- [Provided passage]:
+ + +

Nov. 2, 2023Updated 1:10 p.m. ET
This past Saturday morning, Bilal Mohammad Saleh, a Palestinian sidewalk vendor of sage and thyme, went out with his family to pick olives.
It’s olive harvesting season in the West Bank and Mr. Saleh was helping pluck the fruit from the gnarled trees that his family has owned for generations.
Then, four armed Jewish settlers showed up, witnesses said. They started yelling, and the olive pickers stopped what they were doing and began to run.
But Mr. Saleh forgot his phone.
“I’ll be right back,” he told his wife.
Two gunshots rang out, and in an instant, Mr. Saleh, who was known for his love of fresh leaves and being a fun dad, was face down in the olive grove, dead.
While the world’s attention has fallen on Gaza, violence in the West Bank, a much bigger and more complex Palestinian-majority area, is hitting its highest levels in years.
Some of the specific incidents, like the killing in the olive grove, reflect a longstanding problem in the West Bank that has gotten much worse since the Oct. 7 terrorist attacks: Heavily armed settler extremists have operated with impunity for years, many Palestinians say, and now their assaults are becoming bolder, deadlier and nonstop.

+ + +

- [Information given]:
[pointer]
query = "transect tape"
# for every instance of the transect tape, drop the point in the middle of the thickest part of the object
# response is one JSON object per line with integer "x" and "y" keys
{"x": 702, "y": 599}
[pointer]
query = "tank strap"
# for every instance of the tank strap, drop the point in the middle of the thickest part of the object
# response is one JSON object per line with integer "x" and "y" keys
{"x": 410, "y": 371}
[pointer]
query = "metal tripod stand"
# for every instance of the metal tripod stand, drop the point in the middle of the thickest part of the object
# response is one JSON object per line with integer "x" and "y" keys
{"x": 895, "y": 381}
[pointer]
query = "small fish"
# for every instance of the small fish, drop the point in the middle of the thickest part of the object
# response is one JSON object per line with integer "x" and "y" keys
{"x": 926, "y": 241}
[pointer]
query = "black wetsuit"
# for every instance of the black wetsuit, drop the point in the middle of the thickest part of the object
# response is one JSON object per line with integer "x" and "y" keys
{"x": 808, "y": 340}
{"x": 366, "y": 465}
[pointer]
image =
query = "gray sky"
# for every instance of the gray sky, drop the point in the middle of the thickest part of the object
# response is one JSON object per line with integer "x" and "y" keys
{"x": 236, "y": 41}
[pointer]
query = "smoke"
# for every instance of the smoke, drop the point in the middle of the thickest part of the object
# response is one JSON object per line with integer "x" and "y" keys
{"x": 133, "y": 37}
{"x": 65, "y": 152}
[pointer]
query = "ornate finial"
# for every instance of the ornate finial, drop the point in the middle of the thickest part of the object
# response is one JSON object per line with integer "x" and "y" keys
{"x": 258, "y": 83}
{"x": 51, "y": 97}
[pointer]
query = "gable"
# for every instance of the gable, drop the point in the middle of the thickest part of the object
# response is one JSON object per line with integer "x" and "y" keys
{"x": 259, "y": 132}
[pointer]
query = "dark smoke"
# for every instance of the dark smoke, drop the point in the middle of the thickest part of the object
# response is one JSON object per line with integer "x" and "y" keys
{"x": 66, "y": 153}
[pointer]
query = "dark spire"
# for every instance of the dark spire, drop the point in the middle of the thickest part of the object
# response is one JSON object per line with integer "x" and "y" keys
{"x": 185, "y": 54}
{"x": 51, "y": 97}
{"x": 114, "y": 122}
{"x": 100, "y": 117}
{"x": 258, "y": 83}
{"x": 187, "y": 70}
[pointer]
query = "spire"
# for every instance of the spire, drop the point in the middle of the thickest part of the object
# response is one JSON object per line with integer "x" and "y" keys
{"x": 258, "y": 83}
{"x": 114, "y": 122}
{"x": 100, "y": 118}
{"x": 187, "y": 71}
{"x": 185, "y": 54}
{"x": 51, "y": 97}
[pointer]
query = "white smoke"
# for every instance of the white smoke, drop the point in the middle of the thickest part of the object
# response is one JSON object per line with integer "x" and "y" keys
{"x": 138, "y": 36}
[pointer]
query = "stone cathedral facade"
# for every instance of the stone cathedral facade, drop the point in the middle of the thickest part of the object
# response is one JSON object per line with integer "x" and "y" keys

+ + +

- [Required task 1]: From the West Bank article, list the words that describe what settler assaults are becoming.
- [Required task 2]: Rewrite the stretch of the West Bank article from "It’s olive harvesting" through "told his wife.", swapping in "Bilal" wherever "Mr. Saleh" appears.

- [Complete response 1]: bolder, deadlier, nonstop

- [Complete response 2]:
It’s olive harvesting season in the West Bank and Bilal was helping pluck the fruit from the gnarled trees that his family has owned for generations.
Then, four armed Jewish settlers showed up, witnesses said. They started yelling, and the olive pickers stopped what they were doing and began to run.
But Bilal forgot his phone.
“I’ll be right back,” he told his wife.